Start of TASK INPUT

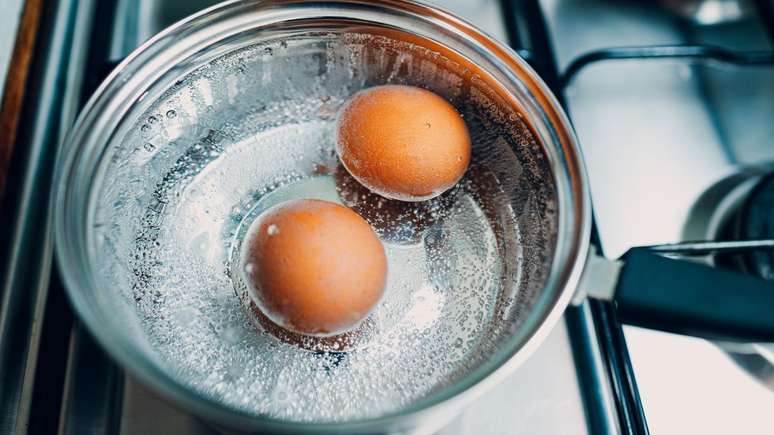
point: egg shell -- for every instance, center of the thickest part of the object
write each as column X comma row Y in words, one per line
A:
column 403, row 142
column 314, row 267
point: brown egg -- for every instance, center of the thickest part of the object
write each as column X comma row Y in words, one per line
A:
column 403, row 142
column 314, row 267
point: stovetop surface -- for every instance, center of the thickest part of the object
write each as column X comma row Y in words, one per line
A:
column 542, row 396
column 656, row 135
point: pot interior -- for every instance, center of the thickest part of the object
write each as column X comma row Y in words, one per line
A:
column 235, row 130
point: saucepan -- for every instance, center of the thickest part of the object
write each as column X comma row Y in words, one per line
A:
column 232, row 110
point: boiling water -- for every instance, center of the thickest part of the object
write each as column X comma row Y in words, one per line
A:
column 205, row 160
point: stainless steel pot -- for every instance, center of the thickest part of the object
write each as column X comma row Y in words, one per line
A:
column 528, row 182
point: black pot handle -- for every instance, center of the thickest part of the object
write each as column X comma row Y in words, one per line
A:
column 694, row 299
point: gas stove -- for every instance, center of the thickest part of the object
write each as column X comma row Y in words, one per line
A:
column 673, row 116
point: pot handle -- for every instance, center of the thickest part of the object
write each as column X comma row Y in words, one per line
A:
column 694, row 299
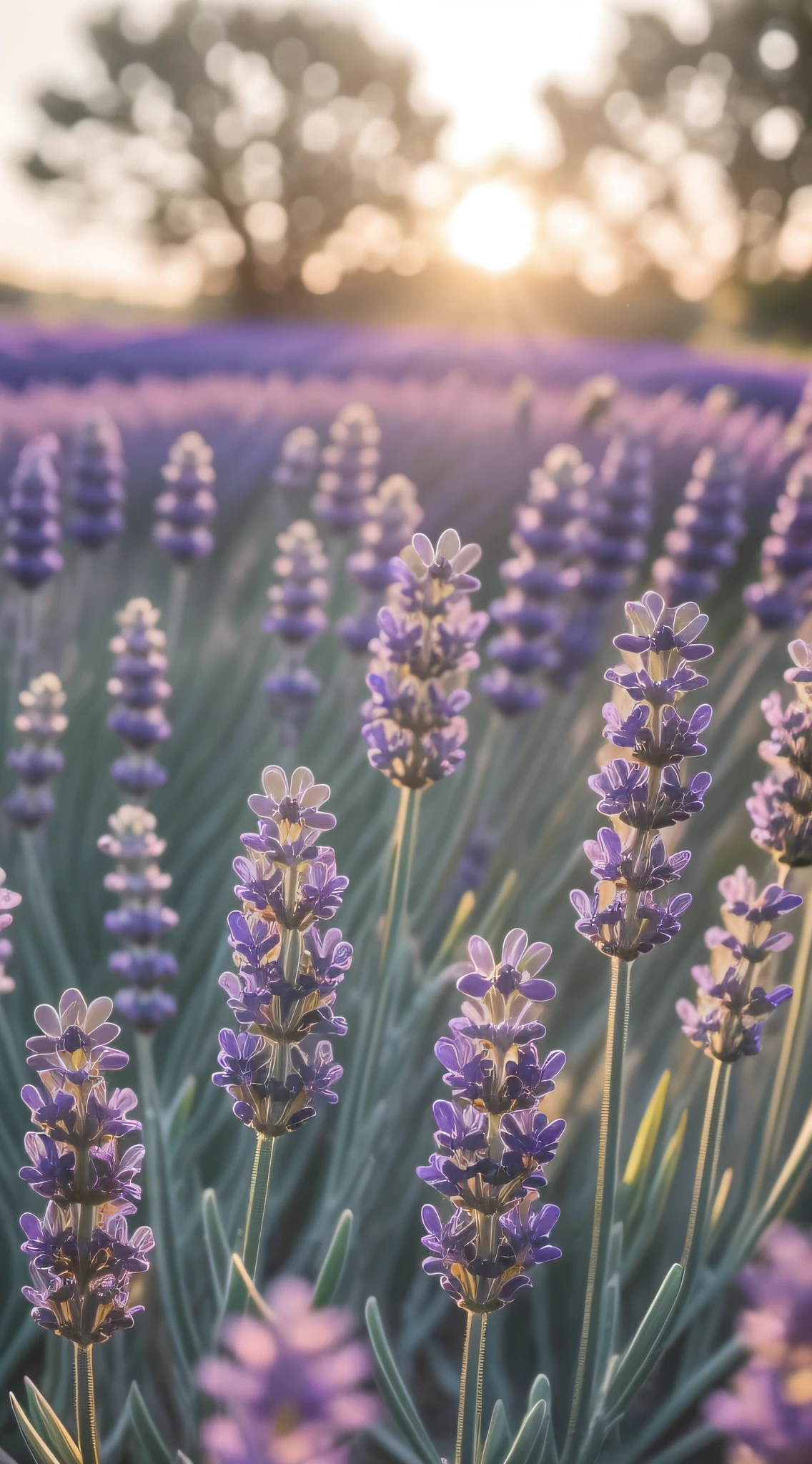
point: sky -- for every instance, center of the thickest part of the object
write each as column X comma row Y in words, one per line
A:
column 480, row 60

End of TASK INPUT

WRITTEN EXERCISE: Rewrite each line of the rows above as one item in a numbered list, omitting any blank lines. Leave the pictures out.

FULL ANSWER:
1. point: egg shell -- for every instance, center of the thickest part of the object
2. write each as column X comma row Y in words, one per line
3. A:
4. column 403, row 142
5. column 314, row 267
6. point: brown egg -- for every instance, center of the thickest part of the object
7. write each as column X comma row Y in words, one per line
8. A:
9. column 403, row 142
10. column 314, row 267
11. point: stovetop surface -- for every instance, center of the thickest part of the object
12. write each as column X comma row Y in words, one per line
13. A:
14. column 542, row 396
15. column 656, row 135
16. point: pot interior -- for every instance, center of the thickest part of the object
17. write each as column X comma row Y in words, one per line
18. A:
19. column 235, row 130
20. point: saucepan -- for every instance, center of the thickest part of the object
21. write each as column X comma row Y in words, one per line
22. A:
23. column 232, row 110
24. point: boiling water -- for every instance, center of the thickest part of the object
25. write each as column X comma row Y in words, one per line
26. A:
27. column 205, row 160
28. point: stainless steel pot -- for every instance, center of the thickest part of the object
29. write each as column X comma row Y in words, one per line
30. A:
31. column 528, row 182
32. point: black pot handle -- for every instance, center of the thickest part of the object
33. write each as column X comma row Y in words, one per line
34. A:
35. column 694, row 299
36. point: gas stove -- for every instance, center of the thickest part of the object
37. write each as column X comma row Y in words, one per line
38. A:
39. column 673, row 116
40. point: pot handle -- for every instance, center of the thickest part of the object
41. write each as column X comma row Y in words, one per line
42. A:
43. column 694, row 299
44. point: sky -- for every instance, center of the thickest part of the object
45. write each as column X comma row Y in words, one per line
46. A:
47. column 480, row 60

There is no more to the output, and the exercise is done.